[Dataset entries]

-- begin --

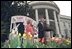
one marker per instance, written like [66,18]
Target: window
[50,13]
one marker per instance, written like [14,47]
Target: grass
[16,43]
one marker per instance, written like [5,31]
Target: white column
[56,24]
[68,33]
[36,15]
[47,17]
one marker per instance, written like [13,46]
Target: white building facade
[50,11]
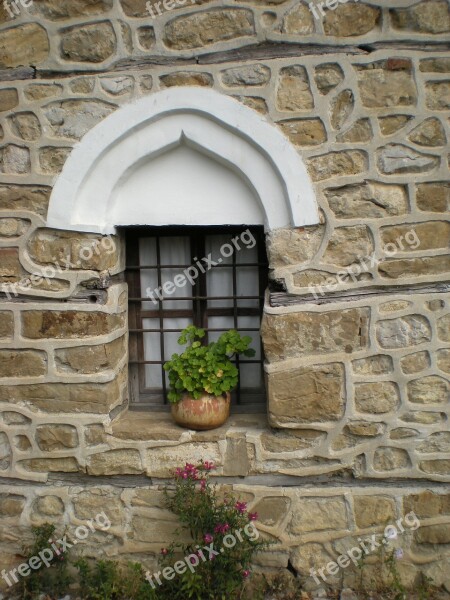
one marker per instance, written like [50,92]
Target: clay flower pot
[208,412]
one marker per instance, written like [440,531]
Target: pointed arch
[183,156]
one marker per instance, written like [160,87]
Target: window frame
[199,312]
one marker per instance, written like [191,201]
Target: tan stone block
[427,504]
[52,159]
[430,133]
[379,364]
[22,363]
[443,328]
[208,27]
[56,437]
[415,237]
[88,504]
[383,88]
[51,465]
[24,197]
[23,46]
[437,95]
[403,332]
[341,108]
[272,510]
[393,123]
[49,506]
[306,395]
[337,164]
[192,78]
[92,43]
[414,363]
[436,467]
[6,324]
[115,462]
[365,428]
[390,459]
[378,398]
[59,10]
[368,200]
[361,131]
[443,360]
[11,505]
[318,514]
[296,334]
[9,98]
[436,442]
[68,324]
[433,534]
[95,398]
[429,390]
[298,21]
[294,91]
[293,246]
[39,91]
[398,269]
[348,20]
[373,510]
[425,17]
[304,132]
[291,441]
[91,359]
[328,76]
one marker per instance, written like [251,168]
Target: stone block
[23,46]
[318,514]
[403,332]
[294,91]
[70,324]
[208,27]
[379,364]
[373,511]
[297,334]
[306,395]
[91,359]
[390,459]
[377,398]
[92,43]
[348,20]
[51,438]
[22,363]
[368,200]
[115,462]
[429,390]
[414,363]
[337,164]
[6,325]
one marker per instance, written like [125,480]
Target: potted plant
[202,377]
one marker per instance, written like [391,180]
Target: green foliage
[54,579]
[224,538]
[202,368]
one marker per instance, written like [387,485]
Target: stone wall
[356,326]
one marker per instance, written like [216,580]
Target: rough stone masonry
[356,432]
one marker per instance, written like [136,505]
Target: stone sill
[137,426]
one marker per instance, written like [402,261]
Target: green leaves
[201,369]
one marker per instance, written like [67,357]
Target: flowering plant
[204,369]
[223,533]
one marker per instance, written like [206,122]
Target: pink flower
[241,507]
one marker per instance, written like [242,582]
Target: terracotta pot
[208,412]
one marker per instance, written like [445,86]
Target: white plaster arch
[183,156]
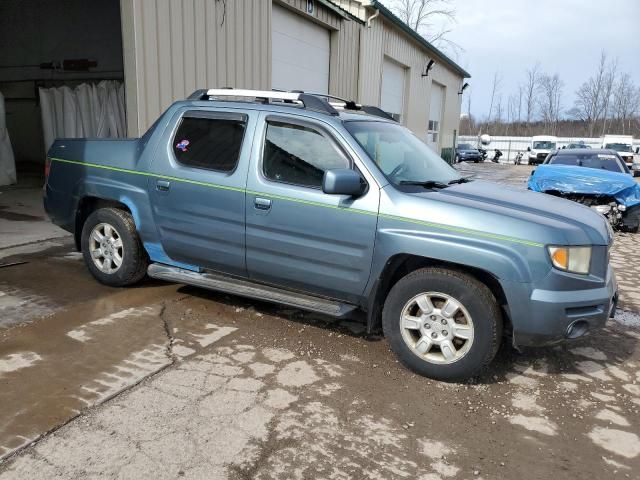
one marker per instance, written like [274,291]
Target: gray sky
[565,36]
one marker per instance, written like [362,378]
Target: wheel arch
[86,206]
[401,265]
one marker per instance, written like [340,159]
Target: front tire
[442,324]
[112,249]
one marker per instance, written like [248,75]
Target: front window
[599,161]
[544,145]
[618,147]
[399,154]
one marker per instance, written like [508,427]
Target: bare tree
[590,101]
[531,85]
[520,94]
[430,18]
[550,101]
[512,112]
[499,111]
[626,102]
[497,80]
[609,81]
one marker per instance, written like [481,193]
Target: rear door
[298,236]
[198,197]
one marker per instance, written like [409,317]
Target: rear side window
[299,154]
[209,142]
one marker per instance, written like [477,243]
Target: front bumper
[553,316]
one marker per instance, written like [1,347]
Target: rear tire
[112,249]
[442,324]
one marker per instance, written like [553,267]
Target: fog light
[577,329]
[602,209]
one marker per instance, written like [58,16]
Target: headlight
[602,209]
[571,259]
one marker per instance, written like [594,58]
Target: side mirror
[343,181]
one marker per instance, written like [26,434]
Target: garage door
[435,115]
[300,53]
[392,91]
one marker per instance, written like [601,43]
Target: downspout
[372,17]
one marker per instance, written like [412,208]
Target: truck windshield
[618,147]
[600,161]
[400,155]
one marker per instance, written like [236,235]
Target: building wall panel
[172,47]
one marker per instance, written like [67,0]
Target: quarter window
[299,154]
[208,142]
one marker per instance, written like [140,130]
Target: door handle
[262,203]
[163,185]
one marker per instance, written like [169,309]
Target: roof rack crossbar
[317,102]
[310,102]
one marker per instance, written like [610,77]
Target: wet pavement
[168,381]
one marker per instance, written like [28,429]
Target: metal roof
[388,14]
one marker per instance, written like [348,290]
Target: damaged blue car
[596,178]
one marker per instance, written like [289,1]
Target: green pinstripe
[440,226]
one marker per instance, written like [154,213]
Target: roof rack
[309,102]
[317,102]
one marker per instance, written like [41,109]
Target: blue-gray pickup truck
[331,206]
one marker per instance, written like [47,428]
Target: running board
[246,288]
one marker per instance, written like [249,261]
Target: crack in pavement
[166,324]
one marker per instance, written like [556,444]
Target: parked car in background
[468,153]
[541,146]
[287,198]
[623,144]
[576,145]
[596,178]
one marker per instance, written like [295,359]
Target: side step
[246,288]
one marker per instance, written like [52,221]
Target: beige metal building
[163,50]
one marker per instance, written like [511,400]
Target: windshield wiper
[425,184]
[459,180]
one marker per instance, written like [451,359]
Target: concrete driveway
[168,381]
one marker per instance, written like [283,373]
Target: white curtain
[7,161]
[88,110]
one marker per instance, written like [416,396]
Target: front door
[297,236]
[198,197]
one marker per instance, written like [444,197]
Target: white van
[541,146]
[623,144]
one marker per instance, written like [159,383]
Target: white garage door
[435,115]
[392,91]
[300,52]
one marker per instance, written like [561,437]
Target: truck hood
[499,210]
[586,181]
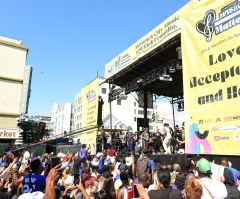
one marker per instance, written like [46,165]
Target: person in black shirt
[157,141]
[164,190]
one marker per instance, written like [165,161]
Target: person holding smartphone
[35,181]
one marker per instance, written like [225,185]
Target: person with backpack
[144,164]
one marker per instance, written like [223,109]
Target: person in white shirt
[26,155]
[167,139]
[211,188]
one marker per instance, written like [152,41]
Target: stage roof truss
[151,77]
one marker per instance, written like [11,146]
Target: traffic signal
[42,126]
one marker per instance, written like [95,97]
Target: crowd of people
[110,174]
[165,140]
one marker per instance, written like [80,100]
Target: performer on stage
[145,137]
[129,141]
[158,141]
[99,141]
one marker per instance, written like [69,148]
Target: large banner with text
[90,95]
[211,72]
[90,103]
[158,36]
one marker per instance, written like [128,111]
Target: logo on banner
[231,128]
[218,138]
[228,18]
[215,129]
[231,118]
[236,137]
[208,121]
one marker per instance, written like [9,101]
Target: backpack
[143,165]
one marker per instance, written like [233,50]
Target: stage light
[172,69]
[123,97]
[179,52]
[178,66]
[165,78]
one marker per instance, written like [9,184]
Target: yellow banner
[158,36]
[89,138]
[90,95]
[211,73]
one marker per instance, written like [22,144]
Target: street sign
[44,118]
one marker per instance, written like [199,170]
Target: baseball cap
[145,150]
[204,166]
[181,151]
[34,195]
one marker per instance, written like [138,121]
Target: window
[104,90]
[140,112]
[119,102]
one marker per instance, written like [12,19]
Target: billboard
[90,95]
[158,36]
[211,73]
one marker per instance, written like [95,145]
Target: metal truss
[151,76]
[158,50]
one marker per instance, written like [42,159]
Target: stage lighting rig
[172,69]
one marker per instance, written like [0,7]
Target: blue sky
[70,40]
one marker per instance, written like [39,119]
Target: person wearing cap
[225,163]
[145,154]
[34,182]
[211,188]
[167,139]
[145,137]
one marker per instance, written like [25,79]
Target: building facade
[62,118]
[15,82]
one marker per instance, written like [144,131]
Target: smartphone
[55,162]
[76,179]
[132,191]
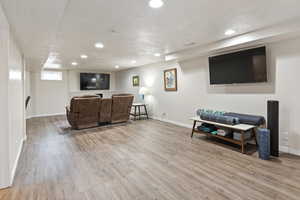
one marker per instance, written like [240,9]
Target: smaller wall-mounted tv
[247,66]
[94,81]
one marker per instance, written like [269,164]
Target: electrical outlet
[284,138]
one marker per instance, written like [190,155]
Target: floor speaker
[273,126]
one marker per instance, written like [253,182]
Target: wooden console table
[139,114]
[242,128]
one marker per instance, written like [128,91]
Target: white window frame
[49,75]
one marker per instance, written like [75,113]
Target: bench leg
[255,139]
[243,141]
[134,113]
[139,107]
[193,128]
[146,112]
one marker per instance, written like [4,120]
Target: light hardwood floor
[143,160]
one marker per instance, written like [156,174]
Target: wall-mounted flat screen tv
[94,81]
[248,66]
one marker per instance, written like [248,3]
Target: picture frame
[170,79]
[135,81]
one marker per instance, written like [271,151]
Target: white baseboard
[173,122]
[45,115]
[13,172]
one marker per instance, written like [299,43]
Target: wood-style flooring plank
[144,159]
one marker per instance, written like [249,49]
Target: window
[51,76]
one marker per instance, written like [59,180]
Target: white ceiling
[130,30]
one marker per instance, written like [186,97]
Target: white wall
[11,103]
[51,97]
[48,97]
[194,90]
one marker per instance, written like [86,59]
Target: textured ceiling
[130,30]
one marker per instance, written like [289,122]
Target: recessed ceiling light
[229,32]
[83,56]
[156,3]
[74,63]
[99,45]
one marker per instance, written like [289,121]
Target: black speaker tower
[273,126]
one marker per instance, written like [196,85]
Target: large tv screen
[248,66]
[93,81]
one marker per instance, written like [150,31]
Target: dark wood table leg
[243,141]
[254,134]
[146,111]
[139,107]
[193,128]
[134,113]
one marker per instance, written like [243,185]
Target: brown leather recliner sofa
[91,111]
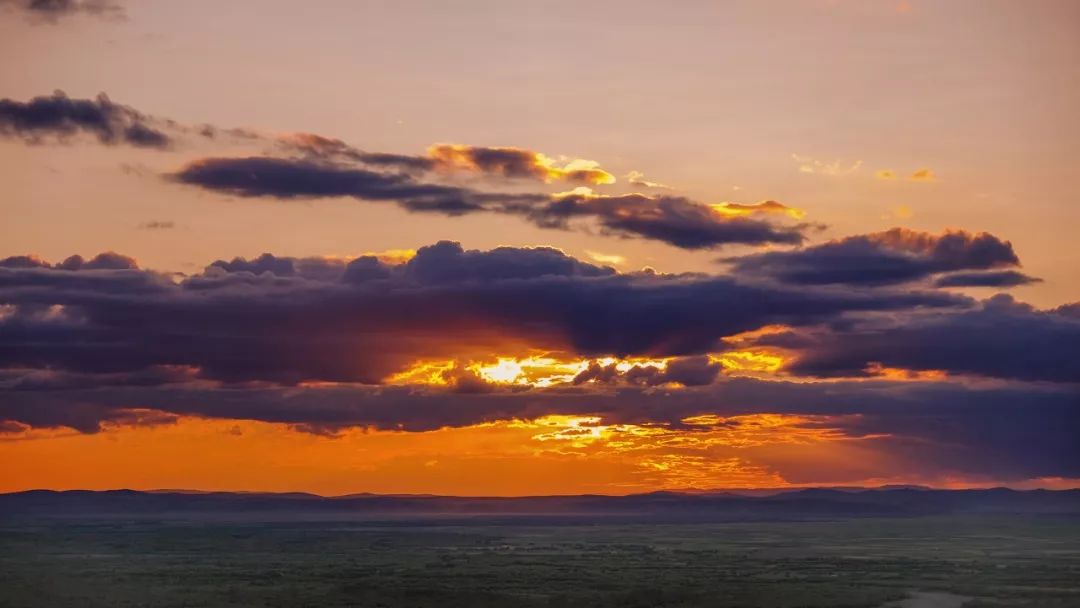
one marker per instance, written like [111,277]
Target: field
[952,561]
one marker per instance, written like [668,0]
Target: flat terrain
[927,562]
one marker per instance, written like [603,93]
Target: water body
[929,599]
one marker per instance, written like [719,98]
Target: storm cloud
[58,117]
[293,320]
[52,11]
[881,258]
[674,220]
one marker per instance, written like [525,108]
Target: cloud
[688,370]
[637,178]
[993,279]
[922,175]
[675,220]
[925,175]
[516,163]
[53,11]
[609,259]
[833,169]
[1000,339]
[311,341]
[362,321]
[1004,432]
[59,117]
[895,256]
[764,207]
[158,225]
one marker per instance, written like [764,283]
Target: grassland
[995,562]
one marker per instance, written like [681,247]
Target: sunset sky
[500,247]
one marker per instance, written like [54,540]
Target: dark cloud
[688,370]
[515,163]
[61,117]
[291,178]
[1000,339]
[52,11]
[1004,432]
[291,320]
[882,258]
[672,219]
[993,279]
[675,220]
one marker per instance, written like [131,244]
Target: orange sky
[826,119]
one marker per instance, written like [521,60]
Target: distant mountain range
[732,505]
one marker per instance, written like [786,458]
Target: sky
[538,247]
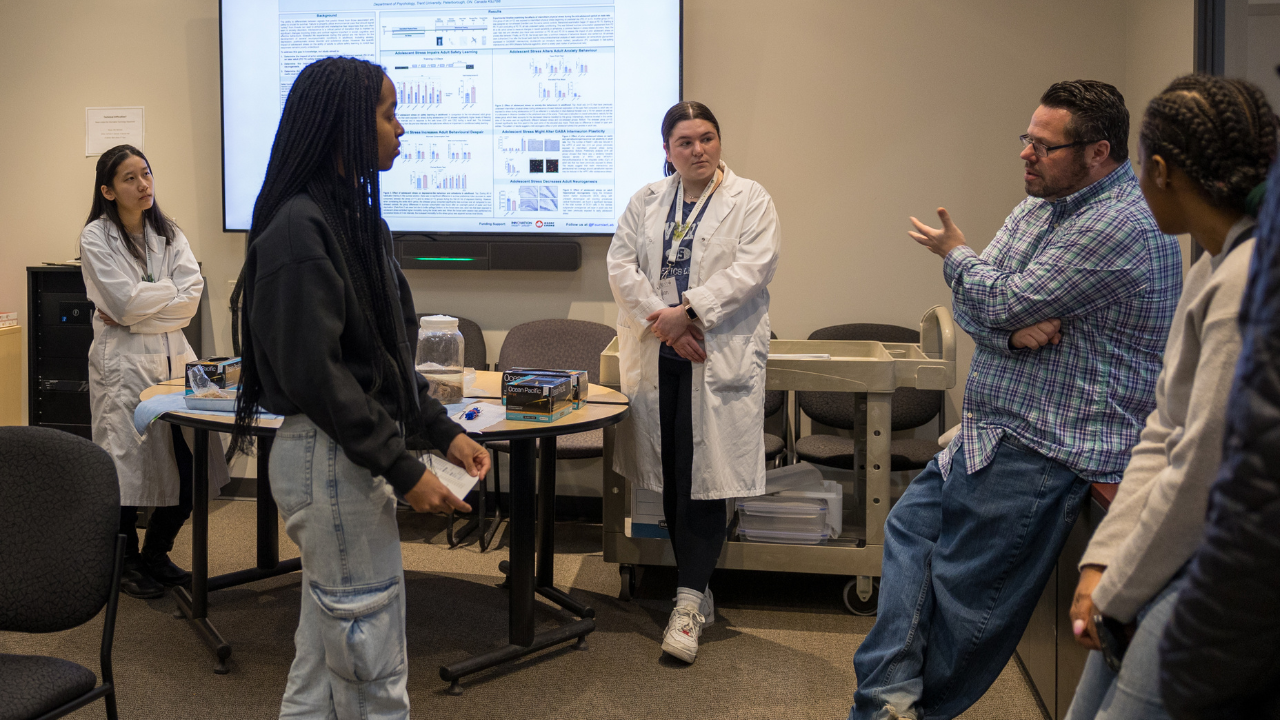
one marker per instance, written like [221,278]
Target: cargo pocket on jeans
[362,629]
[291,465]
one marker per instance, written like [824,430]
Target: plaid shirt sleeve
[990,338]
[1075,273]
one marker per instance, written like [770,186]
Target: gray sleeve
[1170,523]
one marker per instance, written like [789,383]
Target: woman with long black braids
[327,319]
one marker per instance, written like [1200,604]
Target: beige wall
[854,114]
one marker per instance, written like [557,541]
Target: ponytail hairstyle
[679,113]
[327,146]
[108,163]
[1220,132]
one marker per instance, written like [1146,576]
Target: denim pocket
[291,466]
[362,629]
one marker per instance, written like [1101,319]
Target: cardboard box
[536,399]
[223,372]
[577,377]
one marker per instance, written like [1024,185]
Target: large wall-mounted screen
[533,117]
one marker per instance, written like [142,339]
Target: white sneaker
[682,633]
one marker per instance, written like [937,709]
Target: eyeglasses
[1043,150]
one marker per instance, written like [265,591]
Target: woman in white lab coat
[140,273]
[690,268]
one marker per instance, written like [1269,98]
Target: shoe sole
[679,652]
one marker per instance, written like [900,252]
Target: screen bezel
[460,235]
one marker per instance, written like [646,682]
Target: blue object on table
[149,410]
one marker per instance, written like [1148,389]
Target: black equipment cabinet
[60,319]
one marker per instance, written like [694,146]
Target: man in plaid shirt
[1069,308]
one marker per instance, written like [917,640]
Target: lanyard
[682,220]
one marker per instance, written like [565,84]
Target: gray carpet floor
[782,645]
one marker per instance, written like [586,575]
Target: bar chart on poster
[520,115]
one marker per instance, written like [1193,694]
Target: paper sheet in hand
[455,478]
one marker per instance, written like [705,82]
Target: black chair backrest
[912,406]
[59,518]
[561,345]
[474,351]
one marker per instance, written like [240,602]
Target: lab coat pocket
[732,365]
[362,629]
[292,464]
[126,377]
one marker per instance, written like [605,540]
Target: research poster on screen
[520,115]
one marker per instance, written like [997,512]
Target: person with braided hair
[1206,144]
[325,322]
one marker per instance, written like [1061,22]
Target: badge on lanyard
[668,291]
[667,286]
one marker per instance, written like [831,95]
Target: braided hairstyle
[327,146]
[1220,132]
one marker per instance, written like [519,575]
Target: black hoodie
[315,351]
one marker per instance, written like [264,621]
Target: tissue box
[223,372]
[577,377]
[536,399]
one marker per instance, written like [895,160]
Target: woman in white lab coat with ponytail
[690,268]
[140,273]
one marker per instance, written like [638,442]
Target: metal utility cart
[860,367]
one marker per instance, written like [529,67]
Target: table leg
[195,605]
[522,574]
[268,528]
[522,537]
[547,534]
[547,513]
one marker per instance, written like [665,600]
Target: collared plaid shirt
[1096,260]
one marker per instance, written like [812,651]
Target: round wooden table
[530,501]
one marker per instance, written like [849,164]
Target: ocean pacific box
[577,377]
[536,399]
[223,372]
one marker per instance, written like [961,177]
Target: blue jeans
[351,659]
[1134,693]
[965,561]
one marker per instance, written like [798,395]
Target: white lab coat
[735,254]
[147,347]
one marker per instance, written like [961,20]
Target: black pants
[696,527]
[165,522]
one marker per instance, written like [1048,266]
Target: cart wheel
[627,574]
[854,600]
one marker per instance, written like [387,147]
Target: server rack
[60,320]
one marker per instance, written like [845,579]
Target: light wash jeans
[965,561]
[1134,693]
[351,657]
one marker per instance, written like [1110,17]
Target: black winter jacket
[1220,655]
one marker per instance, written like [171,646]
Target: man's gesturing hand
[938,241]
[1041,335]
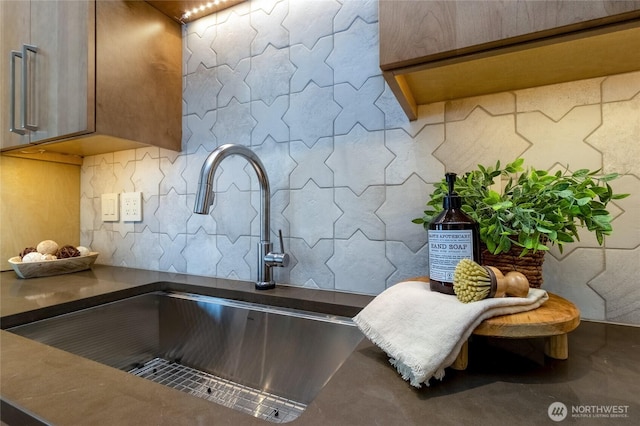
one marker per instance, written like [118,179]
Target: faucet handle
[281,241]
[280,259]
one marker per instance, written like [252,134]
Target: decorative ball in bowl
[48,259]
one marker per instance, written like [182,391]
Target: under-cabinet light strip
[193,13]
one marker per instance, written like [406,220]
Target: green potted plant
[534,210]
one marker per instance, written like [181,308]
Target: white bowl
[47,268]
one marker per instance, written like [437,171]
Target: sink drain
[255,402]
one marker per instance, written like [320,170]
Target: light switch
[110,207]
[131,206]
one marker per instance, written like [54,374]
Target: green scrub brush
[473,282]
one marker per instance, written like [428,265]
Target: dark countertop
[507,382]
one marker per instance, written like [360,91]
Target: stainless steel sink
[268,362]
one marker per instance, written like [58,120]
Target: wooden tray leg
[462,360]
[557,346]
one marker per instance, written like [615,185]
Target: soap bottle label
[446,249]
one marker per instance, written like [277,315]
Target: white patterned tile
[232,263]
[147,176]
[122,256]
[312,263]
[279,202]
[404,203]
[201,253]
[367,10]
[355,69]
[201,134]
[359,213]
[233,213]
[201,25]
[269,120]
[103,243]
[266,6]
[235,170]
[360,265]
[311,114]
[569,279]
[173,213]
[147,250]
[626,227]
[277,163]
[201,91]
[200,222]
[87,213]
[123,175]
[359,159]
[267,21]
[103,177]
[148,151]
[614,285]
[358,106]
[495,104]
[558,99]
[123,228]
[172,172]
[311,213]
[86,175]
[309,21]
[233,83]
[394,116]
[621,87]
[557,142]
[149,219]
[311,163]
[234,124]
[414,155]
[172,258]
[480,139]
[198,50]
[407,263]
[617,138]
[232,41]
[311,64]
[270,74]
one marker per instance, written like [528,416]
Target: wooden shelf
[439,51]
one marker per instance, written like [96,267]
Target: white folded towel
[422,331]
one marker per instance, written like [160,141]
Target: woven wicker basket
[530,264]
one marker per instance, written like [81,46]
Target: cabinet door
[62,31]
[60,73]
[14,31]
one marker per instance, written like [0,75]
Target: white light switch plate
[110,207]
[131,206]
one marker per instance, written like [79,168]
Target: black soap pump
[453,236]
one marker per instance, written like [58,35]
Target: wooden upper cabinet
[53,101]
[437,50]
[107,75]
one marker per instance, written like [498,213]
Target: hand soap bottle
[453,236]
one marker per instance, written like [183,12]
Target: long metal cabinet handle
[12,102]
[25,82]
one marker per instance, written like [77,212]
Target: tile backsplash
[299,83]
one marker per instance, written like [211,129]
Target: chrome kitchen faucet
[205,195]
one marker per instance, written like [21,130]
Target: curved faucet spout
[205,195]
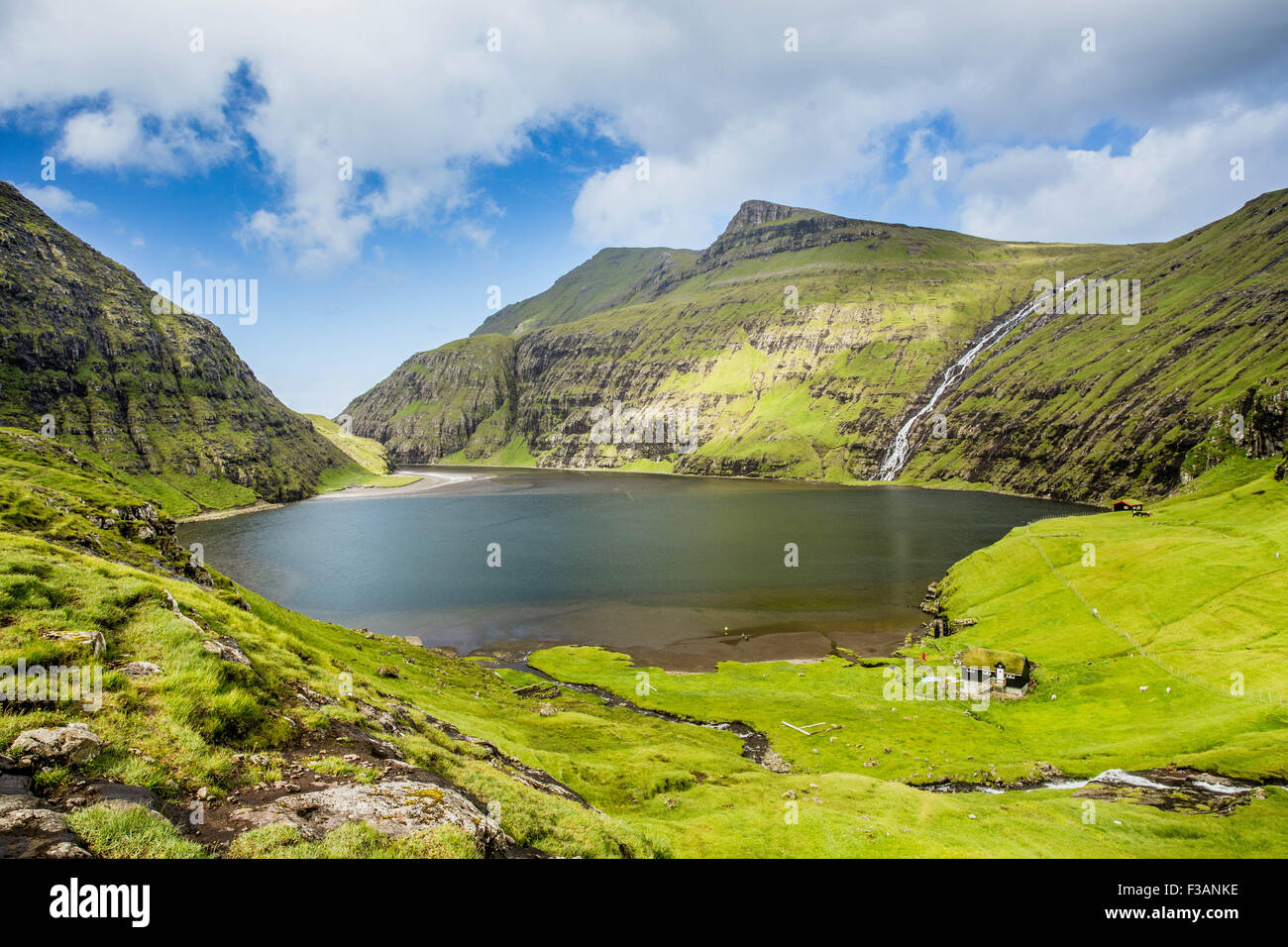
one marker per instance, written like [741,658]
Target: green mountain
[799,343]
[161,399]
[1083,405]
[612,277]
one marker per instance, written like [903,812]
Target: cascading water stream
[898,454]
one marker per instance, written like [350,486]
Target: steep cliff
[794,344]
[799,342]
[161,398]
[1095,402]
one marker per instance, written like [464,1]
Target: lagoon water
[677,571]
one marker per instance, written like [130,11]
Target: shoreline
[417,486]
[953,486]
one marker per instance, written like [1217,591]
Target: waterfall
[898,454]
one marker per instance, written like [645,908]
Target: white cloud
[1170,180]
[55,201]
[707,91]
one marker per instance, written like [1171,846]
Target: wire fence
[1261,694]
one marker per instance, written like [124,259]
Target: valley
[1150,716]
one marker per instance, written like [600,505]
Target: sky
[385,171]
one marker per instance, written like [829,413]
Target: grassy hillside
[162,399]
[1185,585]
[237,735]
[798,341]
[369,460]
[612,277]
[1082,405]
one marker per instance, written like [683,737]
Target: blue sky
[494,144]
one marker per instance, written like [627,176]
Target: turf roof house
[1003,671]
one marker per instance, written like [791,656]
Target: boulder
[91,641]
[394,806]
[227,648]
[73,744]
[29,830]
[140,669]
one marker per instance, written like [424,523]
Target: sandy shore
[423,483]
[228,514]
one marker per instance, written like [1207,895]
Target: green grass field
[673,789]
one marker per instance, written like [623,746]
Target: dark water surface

-- end --

◆ Aim of the exercise:
Pictures are not part of the copy; reproduce exactly and only the lines from the line containing "one marker per instance, written like [211,129]" through the end of the listing.

◆ Answer to the problem:
one marker per instance, written like [211,129]
Target: chrome kitchen faucet
[205,195]
one marker per instance, written like [21,130]
Target: curved faucet spout
[205,195]
one marker per instance, written like [741,658]
Target: green mountain
[799,343]
[161,399]
[1083,405]
[612,277]
one marker per instance, written like [903,812]
Target: cascading water stream
[898,454]
one marker per instance, written like [350,486]
Target: steep cliff
[794,344]
[799,342]
[161,398]
[1095,402]
one marker per instance, written like [464,1]
Target: lagoon water
[677,571]
one marker per instance, written like [130,11]
Target: shoreline
[417,486]
[953,486]
one marker per instance, written like [1217,591]
Target: waterfall
[898,454]
one marker per instance, written like [645,908]
Target: white cloud
[1170,180]
[55,201]
[707,91]
one marker per instance, written like [1171,846]
Target: wire fence
[1261,694]
one marker per instance, written like [124,259]
Target: valley
[1150,716]
one marker per instance, written like [600,505]
Target: sky
[385,171]
one marker per instance, written like [829,413]
Target: grassy hillside
[162,399]
[1185,585]
[237,735]
[798,341]
[369,460]
[612,277]
[1082,405]
one marker per instance, written like [683,737]
Target: blue sky
[494,144]
one marker per instance, written like [627,176]
Target: turf roof house
[1003,671]
one marker per instance, written like [791,656]
Target: boulder
[91,641]
[394,806]
[227,648]
[73,744]
[29,830]
[140,669]
one marker per instance, written like [424,523]
Target: sandy shore
[423,483]
[228,514]
one marker per instance, written like [1207,895]
Target: green grass field
[673,789]
one marker per instance, written like [623,746]
Target: dark water surface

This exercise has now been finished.